# EXERCISE INSTRUCTIONS:
Transcribe the records below exactly, leaving out any pictures.

Image-grounded pointing data

Segment Open

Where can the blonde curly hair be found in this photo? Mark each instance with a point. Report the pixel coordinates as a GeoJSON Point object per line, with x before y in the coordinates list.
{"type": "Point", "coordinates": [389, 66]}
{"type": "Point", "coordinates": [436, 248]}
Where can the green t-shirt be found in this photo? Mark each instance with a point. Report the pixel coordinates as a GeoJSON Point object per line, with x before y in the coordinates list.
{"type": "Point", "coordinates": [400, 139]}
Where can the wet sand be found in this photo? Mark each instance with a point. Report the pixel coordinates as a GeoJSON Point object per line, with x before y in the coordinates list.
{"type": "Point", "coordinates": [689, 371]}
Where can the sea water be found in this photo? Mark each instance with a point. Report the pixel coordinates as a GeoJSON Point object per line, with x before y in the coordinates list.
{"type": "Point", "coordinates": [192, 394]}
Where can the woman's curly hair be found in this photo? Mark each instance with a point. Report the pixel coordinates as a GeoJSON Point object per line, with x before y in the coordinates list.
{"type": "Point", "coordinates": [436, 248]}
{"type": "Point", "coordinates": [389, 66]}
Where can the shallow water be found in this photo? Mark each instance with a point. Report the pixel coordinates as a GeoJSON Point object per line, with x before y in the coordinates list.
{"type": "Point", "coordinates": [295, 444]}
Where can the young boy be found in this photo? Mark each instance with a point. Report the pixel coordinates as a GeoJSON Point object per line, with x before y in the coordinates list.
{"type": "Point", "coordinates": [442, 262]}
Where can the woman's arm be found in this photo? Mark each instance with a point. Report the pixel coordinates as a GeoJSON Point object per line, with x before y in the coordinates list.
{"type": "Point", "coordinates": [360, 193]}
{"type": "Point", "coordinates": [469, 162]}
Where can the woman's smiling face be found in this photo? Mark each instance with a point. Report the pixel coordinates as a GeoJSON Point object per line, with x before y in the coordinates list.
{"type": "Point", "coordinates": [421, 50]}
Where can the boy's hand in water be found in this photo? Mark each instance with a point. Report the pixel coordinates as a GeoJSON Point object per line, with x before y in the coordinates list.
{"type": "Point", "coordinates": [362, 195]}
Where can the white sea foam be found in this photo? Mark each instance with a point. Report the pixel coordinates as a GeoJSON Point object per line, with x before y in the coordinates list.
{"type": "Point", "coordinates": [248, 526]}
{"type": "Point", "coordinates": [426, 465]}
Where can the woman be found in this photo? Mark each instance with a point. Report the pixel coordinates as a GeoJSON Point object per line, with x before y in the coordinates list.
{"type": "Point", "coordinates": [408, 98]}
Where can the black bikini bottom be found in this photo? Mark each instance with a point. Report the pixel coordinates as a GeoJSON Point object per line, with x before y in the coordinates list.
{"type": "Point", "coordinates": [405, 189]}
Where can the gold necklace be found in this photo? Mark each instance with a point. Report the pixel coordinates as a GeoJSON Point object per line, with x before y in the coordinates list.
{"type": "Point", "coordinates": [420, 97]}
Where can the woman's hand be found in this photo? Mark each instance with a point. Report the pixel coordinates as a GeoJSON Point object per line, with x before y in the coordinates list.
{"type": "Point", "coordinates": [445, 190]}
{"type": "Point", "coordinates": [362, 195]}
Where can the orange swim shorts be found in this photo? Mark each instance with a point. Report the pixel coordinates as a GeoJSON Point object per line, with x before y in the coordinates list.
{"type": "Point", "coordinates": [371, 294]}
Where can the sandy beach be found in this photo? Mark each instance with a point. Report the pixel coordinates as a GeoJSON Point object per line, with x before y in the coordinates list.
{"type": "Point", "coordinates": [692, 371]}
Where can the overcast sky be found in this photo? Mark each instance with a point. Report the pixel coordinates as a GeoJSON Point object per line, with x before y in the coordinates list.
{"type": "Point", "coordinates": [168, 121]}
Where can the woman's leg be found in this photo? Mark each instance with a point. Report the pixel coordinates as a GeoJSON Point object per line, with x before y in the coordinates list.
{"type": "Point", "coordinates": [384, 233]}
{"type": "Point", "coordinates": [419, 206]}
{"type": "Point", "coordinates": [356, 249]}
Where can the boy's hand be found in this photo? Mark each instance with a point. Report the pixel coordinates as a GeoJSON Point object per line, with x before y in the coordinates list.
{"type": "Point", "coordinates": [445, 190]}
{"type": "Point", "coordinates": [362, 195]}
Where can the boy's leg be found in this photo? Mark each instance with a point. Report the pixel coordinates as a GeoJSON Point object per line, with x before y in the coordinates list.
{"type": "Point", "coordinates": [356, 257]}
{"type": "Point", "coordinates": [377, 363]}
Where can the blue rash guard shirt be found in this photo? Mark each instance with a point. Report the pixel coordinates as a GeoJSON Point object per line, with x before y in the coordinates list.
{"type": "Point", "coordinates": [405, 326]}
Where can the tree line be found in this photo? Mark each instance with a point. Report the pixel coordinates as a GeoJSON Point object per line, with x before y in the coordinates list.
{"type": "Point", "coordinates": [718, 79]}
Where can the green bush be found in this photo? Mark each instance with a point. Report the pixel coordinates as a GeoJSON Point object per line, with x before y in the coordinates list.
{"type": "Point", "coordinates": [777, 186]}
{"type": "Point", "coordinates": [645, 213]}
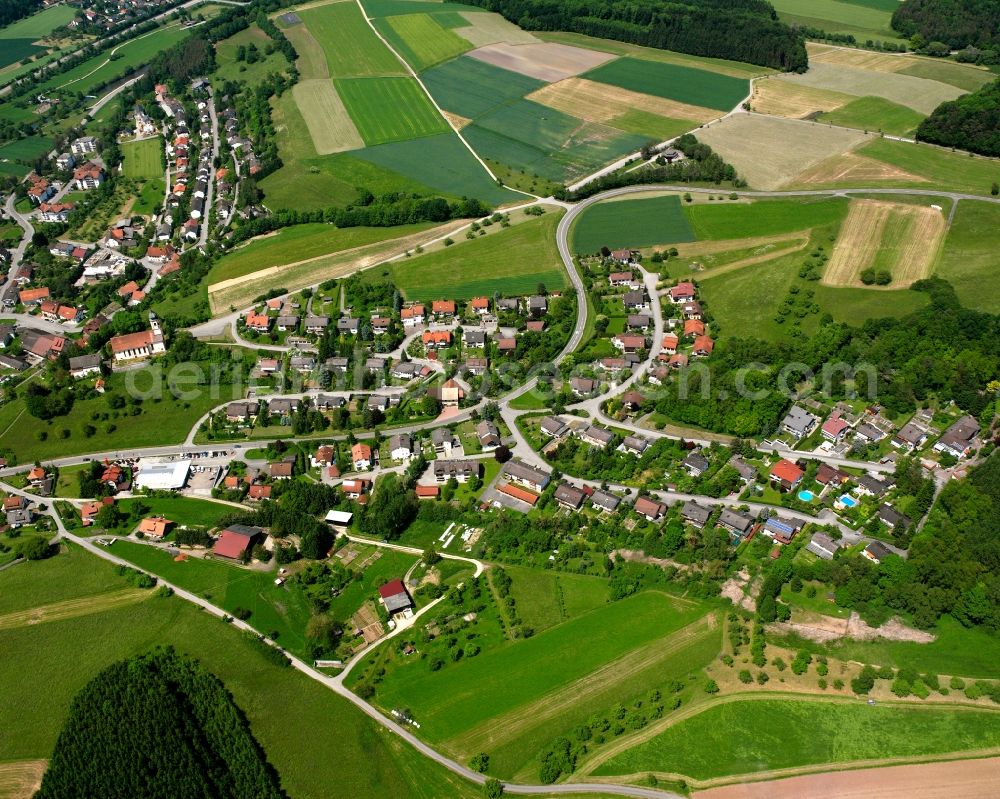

Segment Closed

# RESPONSE AREA:
Where can the blonde curly hair be found in this photo? Mark each instance with a point. Report the pixel coordinates as a GeoJSON Point object per line, with x before y in the coordinates list.
{"type": "Point", "coordinates": [389, 66]}
{"type": "Point", "coordinates": [436, 248]}
Where can the green t-shirt be found in this photo? Mark each instance with a point. Report the pixel coordinates as a GeoJSON Point object per line, with x before y in the coordinates list.
{"type": "Point", "coordinates": [400, 139]}
Where can the wet sand be found in this photo? Mark each instance with a point. Report the pixel coordinates as a GeoJSON Point object per line, with x before y in the coordinates list.
{"type": "Point", "coordinates": [689, 371]}
Where can the sea water be found in this photo? Mark each instance with a point. Report the pixel coordinates as a GeoJSON Point object per line, with x before y in the coordinates list.
{"type": "Point", "coordinates": [192, 394]}
Where can the woman's curly hair be found in this photo? Mark each instance with a point. Report the pixel coordinates as a GeoJSON Point object per line, with x before y in the coordinates list.
{"type": "Point", "coordinates": [436, 248]}
{"type": "Point", "coordinates": [389, 66]}
Where can the shallow water be found in this photo? Mark each instance with a point. Report the pixel coordinates as a GeoJSON Point object per line, with x before y in the coordinates list.
{"type": "Point", "coordinates": [295, 444]}
Where can the young boy be found in this photo? Mark each instance with a point. Report the pixel coordinates as a GeoJSON Point object per line, with x before y in the coordinates list.
{"type": "Point", "coordinates": [442, 262]}
Where can the woman's arm be found in this photo? Mark each instance with a point. Report the pixel coordinates as a GeoJSON Point object per line, with x before y in the coordinates list.
{"type": "Point", "coordinates": [360, 193]}
{"type": "Point", "coordinates": [469, 162]}
Where can the woman's smiling face be found in this photo? Mark each instance with a point. Report the pixel coordinates as a GeoJSON Point object per line, with x before y in the coordinates list.
{"type": "Point", "coordinates": [421, 50]}
Where can the boy's hand in water be found in this photo? Mark each instance with a point. Report the pixel coordinates as a GeoJSON Point object per line, with x before y in the coordinates list.
{"type": "Point", "coordinates": [362, 195]}
Where can the white sea foam be found in this photo? Mark each instance with a point. Report the pixel coordinates as a GeoJSON Point object per line, with x before y in the coordinates list.
{"type": "Point", "coordinates": [248, 526]}
{"type": "Point", "coordinates": [426, 465]}
Where can the woman be found in this photo? Mark each instance with a point. Report the pixel coordinates as a GeoJSON Point object per line, with x before y in the coordinates list.
{"type": "Point", "coordinates": [408, 98]}
Where can the black bikini bottom be found in this photo? Mark each instance with a point. Report the pixel coordinates as a GeoJSON Point object per line, with x before y in the coordinates list.
{"type": "Point", "coordinates": [405, 189]}
Where can the gold necklace be found in this photo? Mark each instance with a point. Report the pixel coordinates as a GeoJSON Point object per line, with x before y in the coordinates list.
{"type": "Point", "coordinates": [420, 97]}
Where can the woman's hand be found in this photo? Mark each instance with a point. Report the pixel coordinates as a GeoJSON Point object per line, with x before y in the coordinates list.
{"type": "Point", "coordinates": [445, 190]}
{"type": "Point", "coordinates": [362, 195]}
Where can the orange swim shorts be found in this photo? Mark each instance with a point. Report the pixel coordinates as a GeoJSON Point object per line, with x before y in the coordinates list.
{"type": "Point", "coordinates": [371, 294]}
Where can the sandy beach be found in this photo? Mark each instance with a point. Report the pixel coordinates as a GeoJSON Point object per line, with x before y in the coordinates list.
{"type": "Point", "coordinates": [692, 371]}
Where can the overcast sky be found in this photo? Mark each instance with a point. Report the pixel coordinates as a GeoJSON Point object per line, with x before y in the coordinates list.
{"type": "Point", "coordinates": [168, 121]}
Where can the woman's leg be found in this photo? Mark each instance with a point. Report the pixel coordinates as a GeoJSON Point object per line, with x before y in the coordinates list.
{"type": "Point", "coordinates": [384, 233]}
{"type": "Point", "coordinates": [419, 206]}
{"type": "Point", "coordinates": [356, 249]}
Where can the boy's hand be found in this photo? Mark each instance with a point. Report the pixel coordinates as a GeoJSON Point object per line, with x before y in the coordinates list.
{"type": "Point", "coordinates": [445, 190]}
{"type": "Point", "coordinates": [362, 195]}
Where can the boy's leg be found in this photo? Mark each instance with a point. Report the pixel coordinates as a GeoJSON Point object per line, with x before y in the coordinates list.
{"type": "Point", "coordinates": [356, 257]}
{"type": "Point", "coordinates": [377, 363]}
Where can the blue rash guard shirt be found in this photo? Mark each instance with a point. Report the pixel coordinates as a GeoJSON Point object per line, with x before y in the coordinates list.
{"type": "Point", "coordinates": [405, 326]}
Where can the tree line be found in this photo? Mark each instance with a point. Report the pixel coordinates as a GeoJSON Point object per line, with x before y in the coordinates list.
{"type": "Point", "coordinates": [718, 79]}
Where can the green bush be found in this photo? Mark each instance with a point. Report the pixel coordinates as a GeoJSON Point object per line, with x before y in the coordinates list.
{"type": "Point", "coordinates": [777, 186]}
{"type": "Point", "coordinates": [645, 213]}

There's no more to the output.